Document extract:
In this study, the GaAlAs diode laser in continuous mode was used, with the following parameters: wavelength 780 nm, output power 60 mW, beam spot area 0.04 cm2, irradiation time 80 s, energy density 120 J/cm2 and irradiance 1.5 W/cm2. These laser parameters were chosen because of the good results obtained in a previous study of bone regeneration after biostimulation by LLLI and rhBMP-2 in ovariectomized rats [16]. In addition, the GaAlAs laser with a wavelength of 780 nm is used in dental practice in the Faculty of Dentistry of Ribeirão Preto of University of São Paulo (FORP/USP).

Following Pretel et al. [24], our intention was also to establish an immediate intraoperative protocol involving a single laser application in contact with the surgically injured tissue, which would provide better clinical effectiveness as all the energy would be delivered to the wound area. Our aim was to confirm the beneficial effects of a single dose of radiation to the bone defect on bone healing, seeking to show that this kind of treatment could be feasible and could be standardized in a new faster easily applied protocol. In the present study, when the laser was applied alone, the presence of organizing connective tissue, with blood capillaries and fibroblasts was observed, a result similar to those of others [17, 2426]. Small amounts of trabecular bone were also observed, as found by Gerbi et al. [21], indicating acceleration of the tissue repair process, as reported by Ozawa et al. [2], who found an increase in cell proliferation and differentiation after laser irradiation. According to Karu et al. [27], the irradiation increases the amount of ATP and cell mitotic activity.

Defects of group 5, treated with a combination of laser and rhBMP-2 plus monoolein gel, also showed trabecular bone, which was more organized than bone tissue in defects of group 1. Defects of group 6 also showed new bone tissue, but not as organized as the new bone tissue in defects of groups 1 and 5. There were significant differences in the amounts of new bone tissue among the groups. In the present experimental model, the dose used led to the formation of new bone tissue and improved the bone healing process when combined with rhBMP-2. The findings of the present study agree with the results of Pretel et al. [24], who used a GaAlAs diode laser at 178 J/cm2, Khadra et al. [28], who used 23 J/cm2, and Renno et al. [29], who used 120 J/cm2 in ovariectomized rats.

Stored items
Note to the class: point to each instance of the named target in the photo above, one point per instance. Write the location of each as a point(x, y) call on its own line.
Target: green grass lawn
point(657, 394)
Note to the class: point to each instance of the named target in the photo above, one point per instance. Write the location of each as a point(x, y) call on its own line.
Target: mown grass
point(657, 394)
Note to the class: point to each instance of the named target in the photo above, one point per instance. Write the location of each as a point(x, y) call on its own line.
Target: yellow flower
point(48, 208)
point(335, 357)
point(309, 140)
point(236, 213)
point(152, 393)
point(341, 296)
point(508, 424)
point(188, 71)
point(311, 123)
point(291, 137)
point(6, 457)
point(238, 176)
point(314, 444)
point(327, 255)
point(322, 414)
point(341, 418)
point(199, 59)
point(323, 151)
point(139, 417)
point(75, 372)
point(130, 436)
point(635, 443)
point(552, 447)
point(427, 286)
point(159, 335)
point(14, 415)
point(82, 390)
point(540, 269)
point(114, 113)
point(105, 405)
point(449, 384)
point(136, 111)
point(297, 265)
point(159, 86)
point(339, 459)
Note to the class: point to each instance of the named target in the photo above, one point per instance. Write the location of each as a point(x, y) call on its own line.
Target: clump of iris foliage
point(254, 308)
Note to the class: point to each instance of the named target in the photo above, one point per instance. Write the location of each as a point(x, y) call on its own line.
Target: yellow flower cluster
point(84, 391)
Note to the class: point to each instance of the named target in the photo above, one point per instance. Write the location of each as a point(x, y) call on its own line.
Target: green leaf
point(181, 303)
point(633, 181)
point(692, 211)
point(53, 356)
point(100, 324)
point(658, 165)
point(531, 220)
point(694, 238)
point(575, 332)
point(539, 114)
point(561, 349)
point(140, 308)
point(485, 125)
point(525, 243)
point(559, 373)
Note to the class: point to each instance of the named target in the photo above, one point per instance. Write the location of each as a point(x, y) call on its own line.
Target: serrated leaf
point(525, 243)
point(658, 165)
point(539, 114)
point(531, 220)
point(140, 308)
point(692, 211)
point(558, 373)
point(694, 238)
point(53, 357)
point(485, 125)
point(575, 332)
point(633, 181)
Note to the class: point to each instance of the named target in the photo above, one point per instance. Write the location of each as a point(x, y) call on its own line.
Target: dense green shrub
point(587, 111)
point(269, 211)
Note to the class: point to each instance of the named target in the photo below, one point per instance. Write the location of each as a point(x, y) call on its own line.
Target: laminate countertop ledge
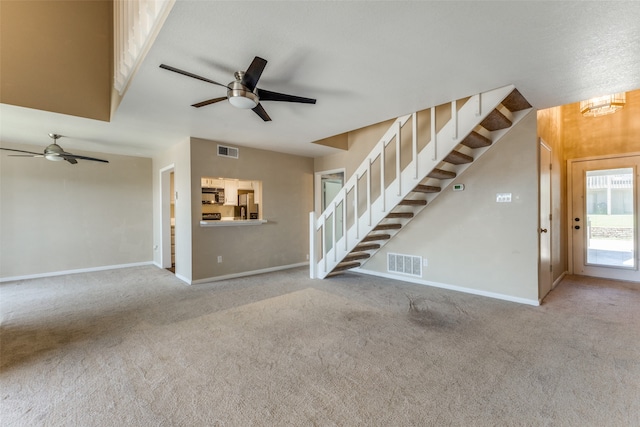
point(232, 222)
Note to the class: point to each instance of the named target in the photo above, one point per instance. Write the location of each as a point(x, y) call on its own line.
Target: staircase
point(403, 174)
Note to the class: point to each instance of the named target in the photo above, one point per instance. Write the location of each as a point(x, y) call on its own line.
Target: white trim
point(243, 274)
point(451, 287)
point(317, 200)
point(80, 270)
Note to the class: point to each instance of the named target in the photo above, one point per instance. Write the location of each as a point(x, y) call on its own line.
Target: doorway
point(328, 184)
point(604, 217)
point(545, 275)
point(167, 217)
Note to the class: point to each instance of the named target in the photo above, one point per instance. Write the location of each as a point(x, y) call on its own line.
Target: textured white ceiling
point(364, 62)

Complete the following:
a. In the laser study excerpt, what irradiation time was used with the GaAlAs diode laser?
b. Retype the part of the laser study excerpt starting at "In this study, the" and ending at "São Paulo (FORP/USP).".

Results:
a. 80 s

b.
In this study, the GaAlAs diode laser in continuous mode was used, with the following parameters: wavelength 780 nm, output power 60 mW, beam spot area 0.04 cm2, irradiation time 80 s, energy density 120 J/cm2 and irradiance 1.5 W/cm2. These laser parameters were chosen because of the good results obtained in a previous study of bone regeneration after biostimulation by LLLI and rhBMP-2 in ovariectomized rats [16]. In addition, the GaAlAs laser with a wavelength of 780 nm is used in dental practice in the Faculty of Dentistry of Ribeirão Preto of University of São Paulo (FORP/USP).